TEXTO EM ESTUDO »
○ ○ ○
Salvador é a capital brasileira com mais mortes em relação ao tamanho da população
A cidade de Salvador é a terceira capital brasileira com mais mortes por intervenção policial, atrás apenas do Rio de Janeiro (com 415 mortes) e São Paulo (390 mortes). Como as duas primeiras têm muito mais habitantes, São Paulo com 12,3 milhões e o Rio tem 6,7 milhões, o índice de letalidade policial na capital baiana é insuperável. Salvador lidera na comparação das mortes por intervenção policial em relação ao tamanho da população, que é de 2,8 milhões de pessoas.
Na capital baiana os assassinatos provocados por policiais geralmente não acontecem nos pontos turísticos ou áreas ricas da cidade. É nas periferias que o privilégio de se ter a chance de um julgamento, com uma pena que não seja a morte, se mostra para poucos.
Para o coordenador do IDEAS – Assessoria Popular, Wagner Moreira, a análise sobre violência policial na Bahia é prejudicada por conta da falta de dados, que quando existem são precários e desagregados.
○ ○ ○
EXTRATO DOS DADOS »

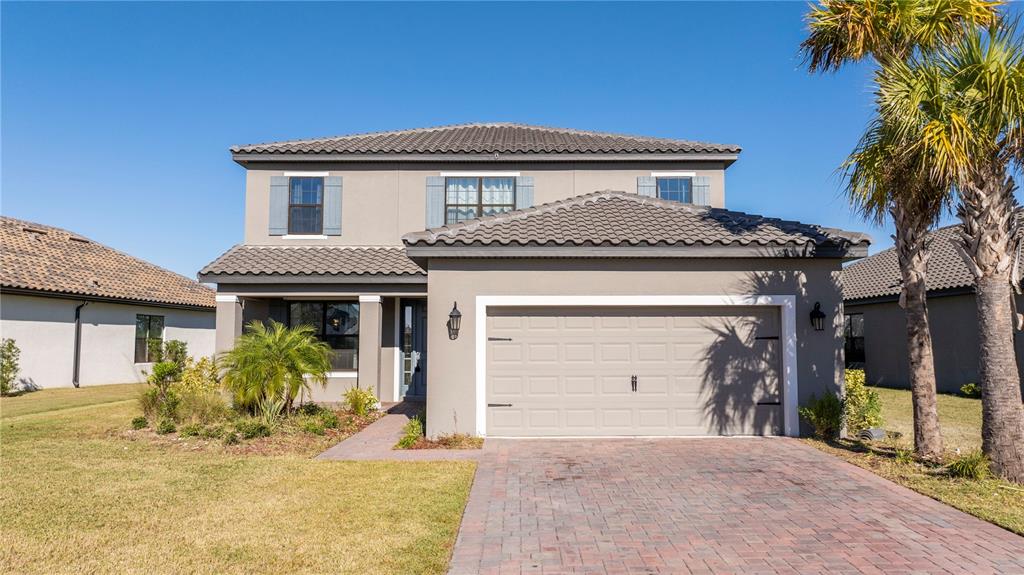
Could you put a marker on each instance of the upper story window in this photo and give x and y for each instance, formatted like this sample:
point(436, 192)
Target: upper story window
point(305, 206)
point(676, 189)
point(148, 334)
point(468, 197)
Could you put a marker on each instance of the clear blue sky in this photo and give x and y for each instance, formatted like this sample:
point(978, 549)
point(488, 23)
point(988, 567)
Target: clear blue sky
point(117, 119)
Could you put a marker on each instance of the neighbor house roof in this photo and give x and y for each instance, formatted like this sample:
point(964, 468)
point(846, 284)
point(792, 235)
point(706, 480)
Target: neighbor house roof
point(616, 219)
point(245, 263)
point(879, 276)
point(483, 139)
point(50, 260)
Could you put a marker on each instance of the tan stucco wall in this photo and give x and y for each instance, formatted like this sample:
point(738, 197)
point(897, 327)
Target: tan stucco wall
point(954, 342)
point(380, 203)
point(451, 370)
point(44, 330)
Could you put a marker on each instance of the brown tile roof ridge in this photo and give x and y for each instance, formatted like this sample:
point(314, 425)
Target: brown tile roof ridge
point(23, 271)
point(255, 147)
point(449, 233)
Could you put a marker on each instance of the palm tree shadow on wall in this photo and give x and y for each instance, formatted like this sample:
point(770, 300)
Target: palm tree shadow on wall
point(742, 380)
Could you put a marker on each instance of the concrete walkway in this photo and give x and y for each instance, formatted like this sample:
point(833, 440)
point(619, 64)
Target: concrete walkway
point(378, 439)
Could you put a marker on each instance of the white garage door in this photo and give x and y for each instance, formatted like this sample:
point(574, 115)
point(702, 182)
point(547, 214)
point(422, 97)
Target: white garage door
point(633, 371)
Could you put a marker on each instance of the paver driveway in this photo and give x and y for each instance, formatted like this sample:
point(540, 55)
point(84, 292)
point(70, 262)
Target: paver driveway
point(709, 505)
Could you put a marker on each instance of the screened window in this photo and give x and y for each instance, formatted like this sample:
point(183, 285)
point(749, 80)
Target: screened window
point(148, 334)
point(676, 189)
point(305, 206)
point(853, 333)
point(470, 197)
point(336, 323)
○ ○ ○
SUAS TAREFAS »
1. Reescreva o texto sobre letalidade policial em Salvador desde "Para o coordenador" até "precários e desagregados.", incluindo os dois, e troque "precários" por "incompletos".
2. Liste todas as cidades citadas no texto sobre letalidade policial em Salvador.
3. Segundo o texto sobre letalidade policial em Salvador, qual é a população de Salvador?
Os itens vêm de uma fonte diferente da do texto.

SOLUÇÕES POR TAREFA »
1.
Para o coordenador do IDEAS – Assessoria Popular, Wagner Moreira, a análise sobre violência policial na Bahia é prejudicada por conta da falta de dados, que quando existem são incompletos e desagregados.

2. Salvador, Rio de Janeiro e São Paulo.

3. 2,8 milhões de pessoas.